_Directions for this task_
Please tally the lines below that contain the string "eyebrow" and reply with that figure only.

_Listed records_
_ _ _
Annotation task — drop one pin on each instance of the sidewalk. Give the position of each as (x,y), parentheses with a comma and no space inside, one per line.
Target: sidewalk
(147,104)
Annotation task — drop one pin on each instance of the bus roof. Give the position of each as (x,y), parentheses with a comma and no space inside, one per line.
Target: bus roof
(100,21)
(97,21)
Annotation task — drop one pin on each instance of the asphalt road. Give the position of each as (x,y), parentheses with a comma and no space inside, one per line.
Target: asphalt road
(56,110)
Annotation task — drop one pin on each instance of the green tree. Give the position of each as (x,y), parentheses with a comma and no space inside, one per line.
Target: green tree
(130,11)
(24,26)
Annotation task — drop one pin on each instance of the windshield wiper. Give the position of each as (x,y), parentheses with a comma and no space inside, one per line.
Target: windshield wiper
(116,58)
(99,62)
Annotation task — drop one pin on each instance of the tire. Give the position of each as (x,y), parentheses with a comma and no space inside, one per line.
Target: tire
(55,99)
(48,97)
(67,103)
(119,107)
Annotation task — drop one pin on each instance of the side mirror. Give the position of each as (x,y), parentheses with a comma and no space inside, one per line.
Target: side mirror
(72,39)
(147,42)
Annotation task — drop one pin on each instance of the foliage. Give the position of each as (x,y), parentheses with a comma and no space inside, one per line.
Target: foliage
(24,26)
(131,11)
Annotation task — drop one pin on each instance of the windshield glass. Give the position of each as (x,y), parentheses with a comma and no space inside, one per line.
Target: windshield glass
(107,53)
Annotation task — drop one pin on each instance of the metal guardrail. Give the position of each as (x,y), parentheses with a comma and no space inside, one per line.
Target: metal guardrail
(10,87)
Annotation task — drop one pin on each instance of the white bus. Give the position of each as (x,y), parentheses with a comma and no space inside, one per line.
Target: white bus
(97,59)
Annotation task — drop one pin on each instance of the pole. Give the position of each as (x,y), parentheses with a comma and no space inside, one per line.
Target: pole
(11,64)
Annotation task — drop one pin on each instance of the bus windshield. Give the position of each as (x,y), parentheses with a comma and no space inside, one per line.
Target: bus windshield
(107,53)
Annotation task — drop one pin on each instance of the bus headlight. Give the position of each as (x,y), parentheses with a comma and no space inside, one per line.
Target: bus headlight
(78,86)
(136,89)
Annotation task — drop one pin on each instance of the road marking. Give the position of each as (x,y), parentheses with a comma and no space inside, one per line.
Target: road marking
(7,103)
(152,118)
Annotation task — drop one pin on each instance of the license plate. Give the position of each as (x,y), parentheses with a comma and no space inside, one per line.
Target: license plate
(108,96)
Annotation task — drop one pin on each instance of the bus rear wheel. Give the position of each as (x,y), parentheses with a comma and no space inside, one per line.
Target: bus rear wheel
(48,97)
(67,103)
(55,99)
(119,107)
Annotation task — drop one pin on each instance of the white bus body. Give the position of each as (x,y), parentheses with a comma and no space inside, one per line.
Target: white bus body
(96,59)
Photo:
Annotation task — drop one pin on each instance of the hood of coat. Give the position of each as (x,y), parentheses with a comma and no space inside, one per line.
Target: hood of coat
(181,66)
_ _ _
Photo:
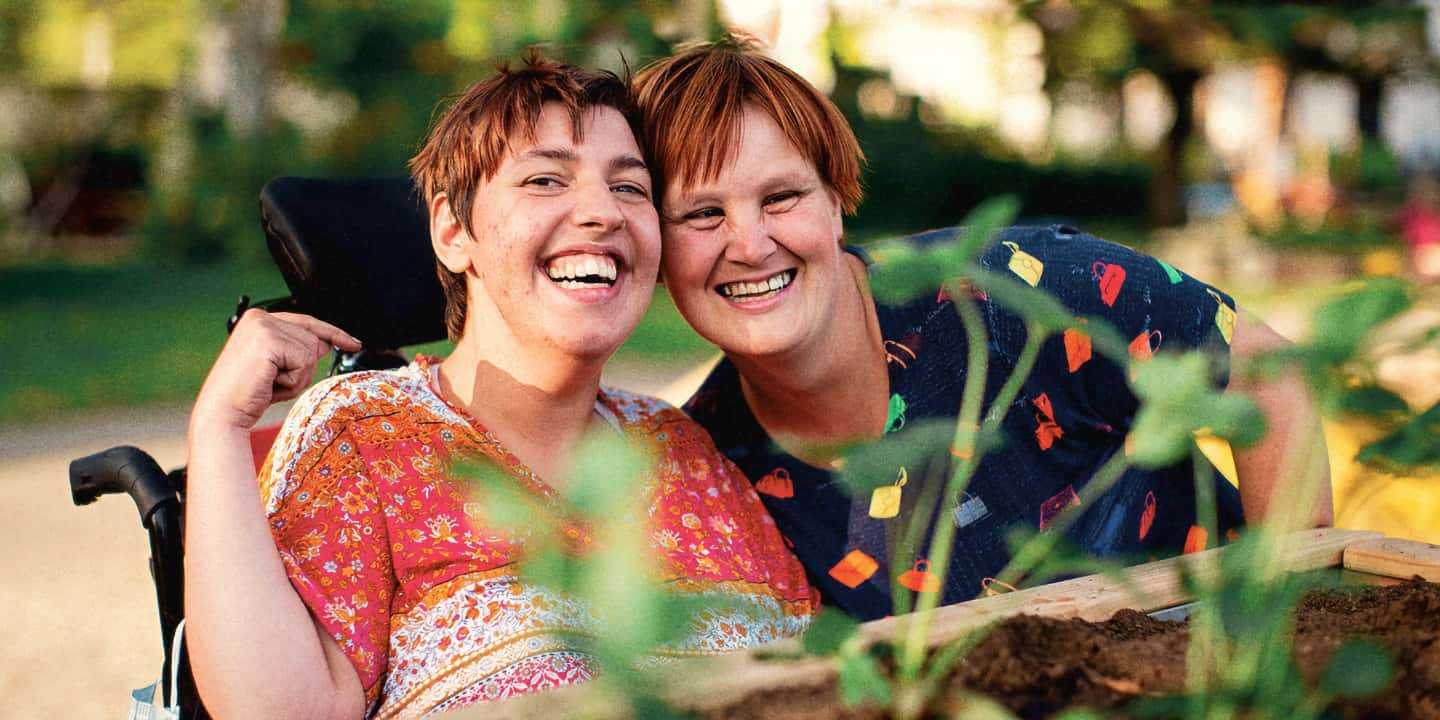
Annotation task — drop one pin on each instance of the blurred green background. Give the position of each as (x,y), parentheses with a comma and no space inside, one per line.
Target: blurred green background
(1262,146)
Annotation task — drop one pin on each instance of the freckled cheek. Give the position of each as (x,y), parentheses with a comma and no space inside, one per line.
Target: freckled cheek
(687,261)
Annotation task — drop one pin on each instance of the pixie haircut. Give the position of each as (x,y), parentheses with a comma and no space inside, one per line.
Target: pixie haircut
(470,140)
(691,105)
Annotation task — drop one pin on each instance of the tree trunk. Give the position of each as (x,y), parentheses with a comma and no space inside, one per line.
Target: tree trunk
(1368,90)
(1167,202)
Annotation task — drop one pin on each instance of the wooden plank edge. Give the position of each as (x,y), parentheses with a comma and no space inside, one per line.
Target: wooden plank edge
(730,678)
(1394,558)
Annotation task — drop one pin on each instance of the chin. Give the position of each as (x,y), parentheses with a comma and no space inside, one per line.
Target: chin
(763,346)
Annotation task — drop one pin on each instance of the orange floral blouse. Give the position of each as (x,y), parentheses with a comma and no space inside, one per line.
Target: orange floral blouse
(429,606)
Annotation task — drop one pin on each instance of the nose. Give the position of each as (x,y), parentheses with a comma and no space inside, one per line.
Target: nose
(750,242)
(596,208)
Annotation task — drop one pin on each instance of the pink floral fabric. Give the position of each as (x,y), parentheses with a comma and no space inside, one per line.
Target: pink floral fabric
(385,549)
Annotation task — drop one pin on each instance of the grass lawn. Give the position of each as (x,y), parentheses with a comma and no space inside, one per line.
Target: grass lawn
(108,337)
_ _ _
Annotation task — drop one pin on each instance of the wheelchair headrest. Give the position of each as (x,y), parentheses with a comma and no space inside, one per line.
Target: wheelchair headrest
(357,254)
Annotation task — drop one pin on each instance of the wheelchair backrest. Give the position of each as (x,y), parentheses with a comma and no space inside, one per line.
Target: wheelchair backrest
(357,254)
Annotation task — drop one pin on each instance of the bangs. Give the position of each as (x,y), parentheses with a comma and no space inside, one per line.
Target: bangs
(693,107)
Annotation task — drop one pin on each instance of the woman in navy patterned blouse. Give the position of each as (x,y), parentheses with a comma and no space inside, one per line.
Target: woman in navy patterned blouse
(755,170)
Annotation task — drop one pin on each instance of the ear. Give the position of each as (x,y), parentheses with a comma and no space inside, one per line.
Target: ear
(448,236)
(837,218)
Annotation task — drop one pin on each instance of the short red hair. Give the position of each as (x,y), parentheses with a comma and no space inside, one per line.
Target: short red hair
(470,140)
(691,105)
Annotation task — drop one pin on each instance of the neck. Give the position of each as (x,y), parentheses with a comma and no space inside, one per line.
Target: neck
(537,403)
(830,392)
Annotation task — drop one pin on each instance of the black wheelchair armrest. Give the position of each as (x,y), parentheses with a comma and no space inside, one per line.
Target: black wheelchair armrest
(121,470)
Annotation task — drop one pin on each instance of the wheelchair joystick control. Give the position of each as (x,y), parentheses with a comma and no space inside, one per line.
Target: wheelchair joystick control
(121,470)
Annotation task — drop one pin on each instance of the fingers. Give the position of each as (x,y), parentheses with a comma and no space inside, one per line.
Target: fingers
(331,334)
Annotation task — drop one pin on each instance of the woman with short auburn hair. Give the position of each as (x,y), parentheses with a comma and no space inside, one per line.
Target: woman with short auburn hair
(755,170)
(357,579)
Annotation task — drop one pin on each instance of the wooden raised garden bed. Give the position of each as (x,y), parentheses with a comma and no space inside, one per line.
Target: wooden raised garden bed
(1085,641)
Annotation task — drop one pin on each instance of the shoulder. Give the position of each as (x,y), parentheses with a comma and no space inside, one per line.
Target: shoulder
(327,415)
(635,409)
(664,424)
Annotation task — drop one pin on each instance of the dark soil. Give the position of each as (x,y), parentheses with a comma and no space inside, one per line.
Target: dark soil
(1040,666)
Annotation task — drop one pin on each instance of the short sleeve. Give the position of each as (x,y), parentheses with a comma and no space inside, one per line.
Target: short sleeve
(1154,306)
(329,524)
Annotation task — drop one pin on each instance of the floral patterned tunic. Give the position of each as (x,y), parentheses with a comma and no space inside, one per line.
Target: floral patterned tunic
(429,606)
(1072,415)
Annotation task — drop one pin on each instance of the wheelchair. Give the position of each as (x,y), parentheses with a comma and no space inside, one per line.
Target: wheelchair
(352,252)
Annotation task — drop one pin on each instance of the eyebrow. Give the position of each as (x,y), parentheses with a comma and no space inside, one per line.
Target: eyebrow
_ _ _
_Reply_
2